--- START Data for the task ---

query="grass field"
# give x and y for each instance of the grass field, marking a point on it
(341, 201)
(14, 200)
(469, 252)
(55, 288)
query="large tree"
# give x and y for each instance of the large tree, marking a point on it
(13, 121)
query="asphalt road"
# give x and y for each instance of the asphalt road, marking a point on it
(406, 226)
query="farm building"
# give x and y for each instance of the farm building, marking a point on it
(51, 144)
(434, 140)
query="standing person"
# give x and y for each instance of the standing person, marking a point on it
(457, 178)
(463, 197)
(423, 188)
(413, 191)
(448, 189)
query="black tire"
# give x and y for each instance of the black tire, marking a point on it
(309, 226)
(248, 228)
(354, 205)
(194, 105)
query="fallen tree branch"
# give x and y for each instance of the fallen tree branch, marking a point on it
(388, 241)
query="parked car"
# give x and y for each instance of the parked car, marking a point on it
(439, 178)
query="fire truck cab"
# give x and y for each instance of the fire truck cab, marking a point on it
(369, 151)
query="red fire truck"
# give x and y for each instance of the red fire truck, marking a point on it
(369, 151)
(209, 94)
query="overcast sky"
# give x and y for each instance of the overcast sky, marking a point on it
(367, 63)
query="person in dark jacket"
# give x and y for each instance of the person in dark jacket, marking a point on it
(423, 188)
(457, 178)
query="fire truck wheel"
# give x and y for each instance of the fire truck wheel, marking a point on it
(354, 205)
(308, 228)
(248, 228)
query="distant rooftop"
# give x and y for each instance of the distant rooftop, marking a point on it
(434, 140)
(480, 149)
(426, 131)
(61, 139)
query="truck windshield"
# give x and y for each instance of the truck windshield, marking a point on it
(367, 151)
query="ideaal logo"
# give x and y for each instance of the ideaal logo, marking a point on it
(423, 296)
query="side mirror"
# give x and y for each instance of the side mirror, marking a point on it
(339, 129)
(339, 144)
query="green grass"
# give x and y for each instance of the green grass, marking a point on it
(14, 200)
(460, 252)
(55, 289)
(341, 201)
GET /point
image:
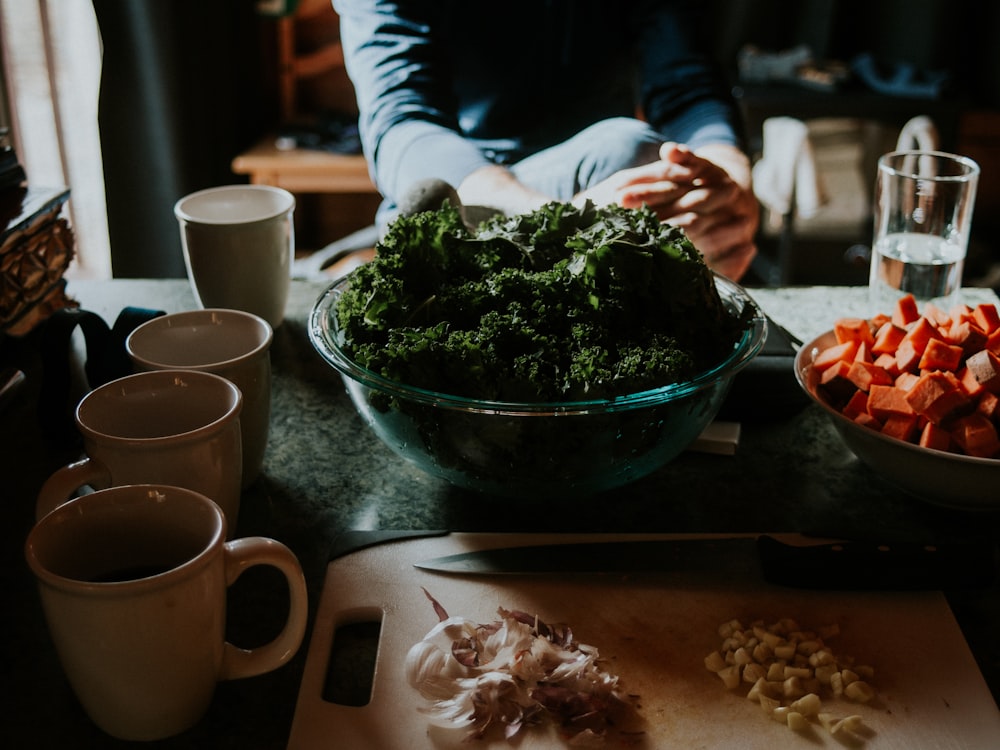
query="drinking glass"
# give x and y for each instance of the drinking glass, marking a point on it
(923, 213)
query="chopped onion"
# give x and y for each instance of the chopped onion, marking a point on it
(512, 673)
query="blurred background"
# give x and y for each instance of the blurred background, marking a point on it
(134, 103)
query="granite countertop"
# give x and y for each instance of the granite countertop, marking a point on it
(325, 473)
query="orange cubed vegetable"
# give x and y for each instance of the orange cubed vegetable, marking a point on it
(988, 404)
(863, 375)
(886, 400)
(936, 315)
(960, 311)
(837, 353)
(977, 436)
(970, 385)
(887, 338)
(906, 311)
(937, 397)
(967, 335)
(878, 320)
(887, 362)
(938, 355)
(921, 332)
(900, 426)
(864, 353)
(986, 317)
(907, 357)
(835, 385)
(993, 341)
(853, 329)
(856, 405)
(984, 366)
(935, 437)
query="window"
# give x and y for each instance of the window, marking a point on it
(52, 64)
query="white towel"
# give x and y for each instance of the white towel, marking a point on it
(787, 170)
(920, 133)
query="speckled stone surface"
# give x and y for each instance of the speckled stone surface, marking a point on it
(325, 473)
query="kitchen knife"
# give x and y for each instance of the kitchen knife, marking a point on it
(849, 565)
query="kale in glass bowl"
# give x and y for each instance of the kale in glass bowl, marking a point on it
(563, 352)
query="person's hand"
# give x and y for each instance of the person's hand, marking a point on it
(708, 194)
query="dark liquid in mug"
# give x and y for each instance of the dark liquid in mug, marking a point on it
(131, 573)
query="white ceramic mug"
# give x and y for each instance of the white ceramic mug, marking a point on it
(230, 343)
(133, 584)
(176, 427)
(239, 242)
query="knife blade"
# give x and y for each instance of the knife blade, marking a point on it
(854, 565)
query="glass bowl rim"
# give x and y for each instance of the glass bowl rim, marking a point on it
(325, 337)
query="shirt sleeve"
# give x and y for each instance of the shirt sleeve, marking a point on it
(683, 93)
(408, 121)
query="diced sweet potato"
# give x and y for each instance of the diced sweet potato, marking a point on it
(835, 384)
(930, 378)
(887, 338)
(853, 329)
(987, 317)
(993, 342)
(864, 375)
(856, 404)
(906, 311)
(936, 437)
(887, 362)
(988, 404)
(936, 315)
(968, 336)
(977, 436)
(886, 400)
(837, 353)
(900, 426)
(984, 366)
(972, 387)
(937, 397)
(921, 332)
(907, 356)
(938, 355)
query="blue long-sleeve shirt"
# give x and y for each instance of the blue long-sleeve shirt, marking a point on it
(447, 86)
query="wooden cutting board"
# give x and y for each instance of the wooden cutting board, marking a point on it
(654, 630)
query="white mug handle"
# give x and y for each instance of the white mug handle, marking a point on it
(242, 554)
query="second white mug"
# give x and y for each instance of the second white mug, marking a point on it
(230, 343)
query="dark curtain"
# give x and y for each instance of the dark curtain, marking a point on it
(181, 94)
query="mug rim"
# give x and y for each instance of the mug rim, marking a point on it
(131, 492)
(153, 325)
(182, 211)
(233, 411)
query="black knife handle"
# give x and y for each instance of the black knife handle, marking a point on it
(862, 565)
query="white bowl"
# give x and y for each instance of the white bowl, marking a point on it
(939, 477)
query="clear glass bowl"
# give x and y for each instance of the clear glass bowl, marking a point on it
(537, 449)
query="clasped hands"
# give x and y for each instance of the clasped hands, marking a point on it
(706, 192)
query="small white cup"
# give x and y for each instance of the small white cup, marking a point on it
(133, 583)
(239, 242)
(230, 343)
(175, 427)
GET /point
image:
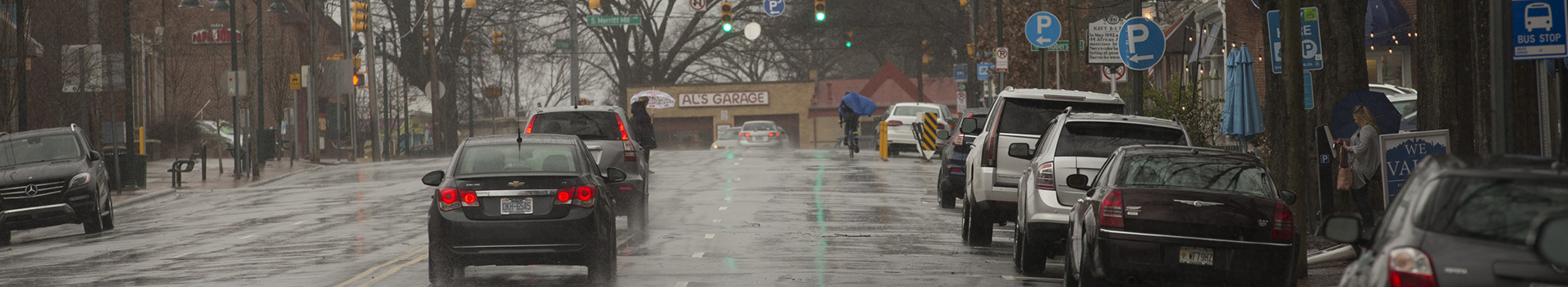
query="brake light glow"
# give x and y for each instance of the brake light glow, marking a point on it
(1046, 179)
(1111, 211)
(455, 198)
(1285, 223)
(1410, 267)
(580, 197)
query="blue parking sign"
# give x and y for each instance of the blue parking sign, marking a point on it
(1538, 29)
(1140, 43)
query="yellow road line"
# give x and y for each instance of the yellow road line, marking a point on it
(374, 269)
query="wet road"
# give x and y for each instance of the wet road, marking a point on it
(718, 218)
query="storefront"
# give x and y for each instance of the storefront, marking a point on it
(704, 108)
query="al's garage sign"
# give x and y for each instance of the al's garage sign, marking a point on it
(718, 99)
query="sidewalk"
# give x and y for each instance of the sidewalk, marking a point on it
(160, 179)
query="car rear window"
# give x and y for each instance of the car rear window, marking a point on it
(518, 159)
(1030, 116)
(1216, 175)
(584, 125)
(1101, 139)
(1495, 209)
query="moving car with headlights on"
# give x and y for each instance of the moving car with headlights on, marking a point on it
(521, 199)
(1181, 215)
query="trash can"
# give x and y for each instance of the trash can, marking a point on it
(127, 171)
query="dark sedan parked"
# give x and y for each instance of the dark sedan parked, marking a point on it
(1181, 215)
(1460, 223)
(521, 199)
(951, 184)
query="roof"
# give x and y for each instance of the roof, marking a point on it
(527, 139)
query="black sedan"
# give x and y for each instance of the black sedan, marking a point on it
(1462, 223)
(521, 199)
(1181, 215)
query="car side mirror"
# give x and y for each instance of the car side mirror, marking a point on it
(970, 125)
(1342, 230)
(613, 175)
(433, 178)
(1078, 180)
(1020, 151)
(1550, 239)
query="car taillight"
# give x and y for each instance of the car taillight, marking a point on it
(580, 197)
(1111, 211)
(1410, 267)
(1285, 223)
(1046, 179)
(530, 125)
(455, 198)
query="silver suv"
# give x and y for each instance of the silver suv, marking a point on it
(612, 142)
(1016, 116)
(1071, 149)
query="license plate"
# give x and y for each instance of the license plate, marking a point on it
(516, 206)
(1195, 256)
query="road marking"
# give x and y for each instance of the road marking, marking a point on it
(394, 270)
(389, 262)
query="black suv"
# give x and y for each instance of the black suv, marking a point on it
(51, 178)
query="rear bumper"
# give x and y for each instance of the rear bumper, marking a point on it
(1131, 257)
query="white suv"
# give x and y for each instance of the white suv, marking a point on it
(1071, 149)
(1016, 116)
(901, 125)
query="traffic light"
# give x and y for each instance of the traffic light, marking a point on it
(822, 10)
(361, 16)
(725, 17)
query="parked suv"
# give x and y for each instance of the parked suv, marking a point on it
(1016, 116)
(1075, 144)
(610, 140)
(51, 178)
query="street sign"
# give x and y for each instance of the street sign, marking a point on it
(613, 20)
(960, 72)
(1311, 41)
(1001, 60)
(1106, 74)
(773, 8)
(1538, 29)
(1140, 43)
(1103, 41)
(985, 71)
(1043, 30)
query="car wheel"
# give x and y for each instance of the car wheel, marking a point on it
(601, 264)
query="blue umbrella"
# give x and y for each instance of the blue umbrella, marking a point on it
(1342, 125)
(858, 104)
(1242, 118)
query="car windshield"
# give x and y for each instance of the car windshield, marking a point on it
(1187, 171)
(585, 125)
(730, 134)
(518, 159)
(1030, 116)
(913, 110)
(1101, 139)
(34, 149)
(1495, 209)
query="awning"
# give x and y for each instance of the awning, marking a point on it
(1388, 24)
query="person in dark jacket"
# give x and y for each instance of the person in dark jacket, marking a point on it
(644, 127)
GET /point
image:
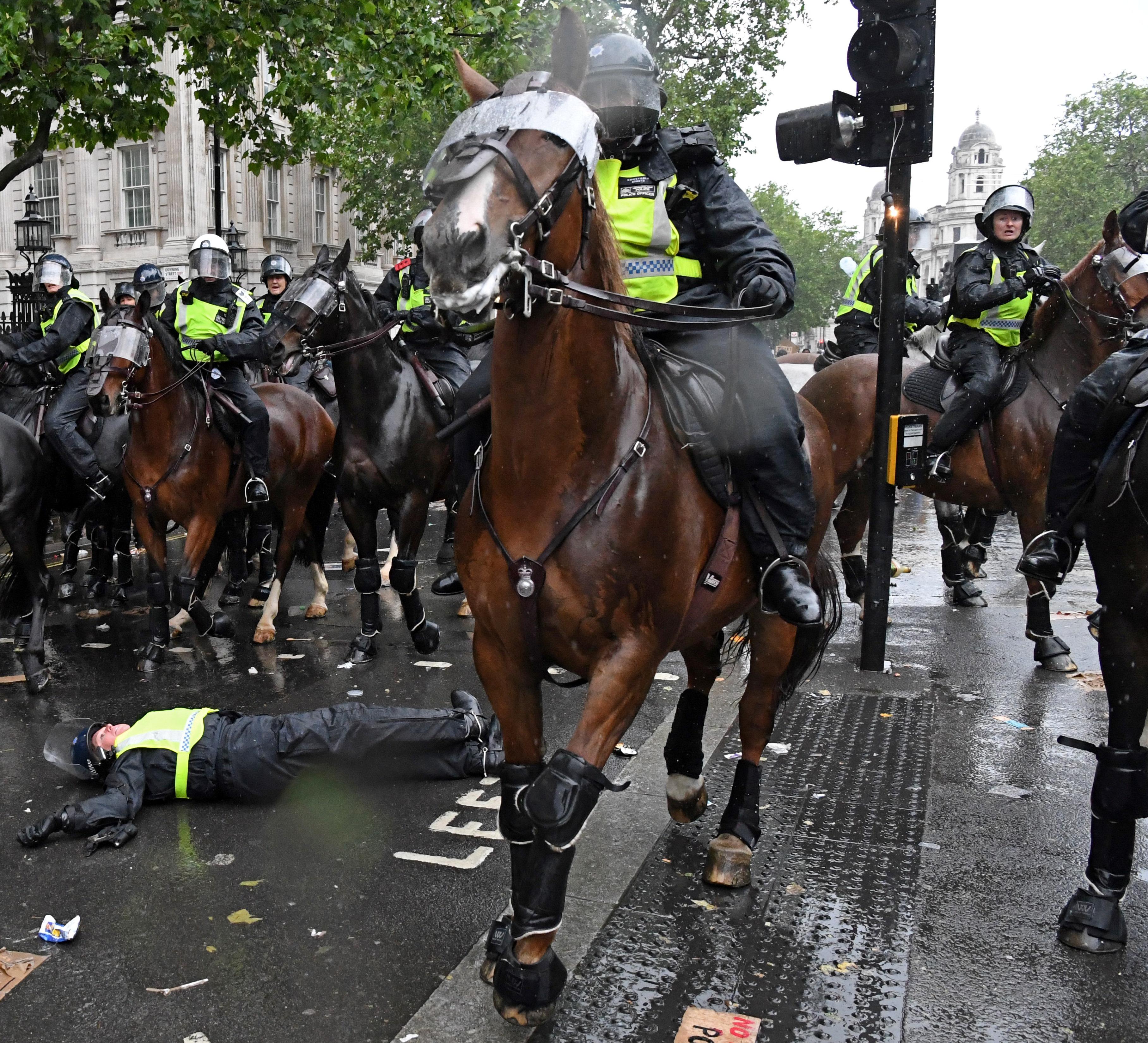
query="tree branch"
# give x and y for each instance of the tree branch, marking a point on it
(33, 154)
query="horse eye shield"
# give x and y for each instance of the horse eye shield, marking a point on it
(306, 302)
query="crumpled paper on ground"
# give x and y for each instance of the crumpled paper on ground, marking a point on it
(15, 968)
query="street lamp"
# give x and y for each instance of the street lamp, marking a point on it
(238, 253)
(34, 231)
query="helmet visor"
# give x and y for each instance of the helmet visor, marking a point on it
(67, 747)
(53, 272)
(209, 263)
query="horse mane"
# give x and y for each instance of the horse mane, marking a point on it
(1050, 312)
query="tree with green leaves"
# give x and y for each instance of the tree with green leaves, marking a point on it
(815, 244)
(1096, 161)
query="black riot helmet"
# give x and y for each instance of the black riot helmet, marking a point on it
(621, 87)
(275, 264)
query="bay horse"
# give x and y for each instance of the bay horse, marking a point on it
(180, 467)
(571, 400)
(386, 455)
(1075, 330)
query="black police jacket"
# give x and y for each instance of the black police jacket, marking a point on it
(247, 343)
(716, 221)
(974, 294)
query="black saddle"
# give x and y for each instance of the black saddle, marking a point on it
(694, 395)
(935, 385)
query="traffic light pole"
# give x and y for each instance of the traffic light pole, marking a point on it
(895, 272)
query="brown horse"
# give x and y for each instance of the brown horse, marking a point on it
(570, 400)
(180, 467)
(1075, 331)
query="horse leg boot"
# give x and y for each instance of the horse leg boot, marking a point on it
(160, 634)
(368, 581)
(207, 623)
(403, 583)
(558, 803)
(517, 828)
(955, 541)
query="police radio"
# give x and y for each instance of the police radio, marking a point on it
(907, 438)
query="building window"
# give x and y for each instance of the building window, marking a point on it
(322, 200)
(46, 182)
(275, 177)
(136, 184)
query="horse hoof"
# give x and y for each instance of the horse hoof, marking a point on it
(426, 637)
(528, 1017)
(728, 862)
(686, 799)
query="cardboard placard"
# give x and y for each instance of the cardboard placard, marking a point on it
(702, 1026)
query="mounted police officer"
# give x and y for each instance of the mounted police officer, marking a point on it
(405, 289)
(991, 311)
(1089, 425)
(150, 279)
(857, 318)
(57, 346)
(217, 322)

--- END Data for the task ---

◆ Your task
Identify each line of the data above that contains the word "wooden", and copy those lines out in full.

◆ Task response
query="wooden cutting board"
# give x and y for each instance of the wooden cutting board, marking a point on it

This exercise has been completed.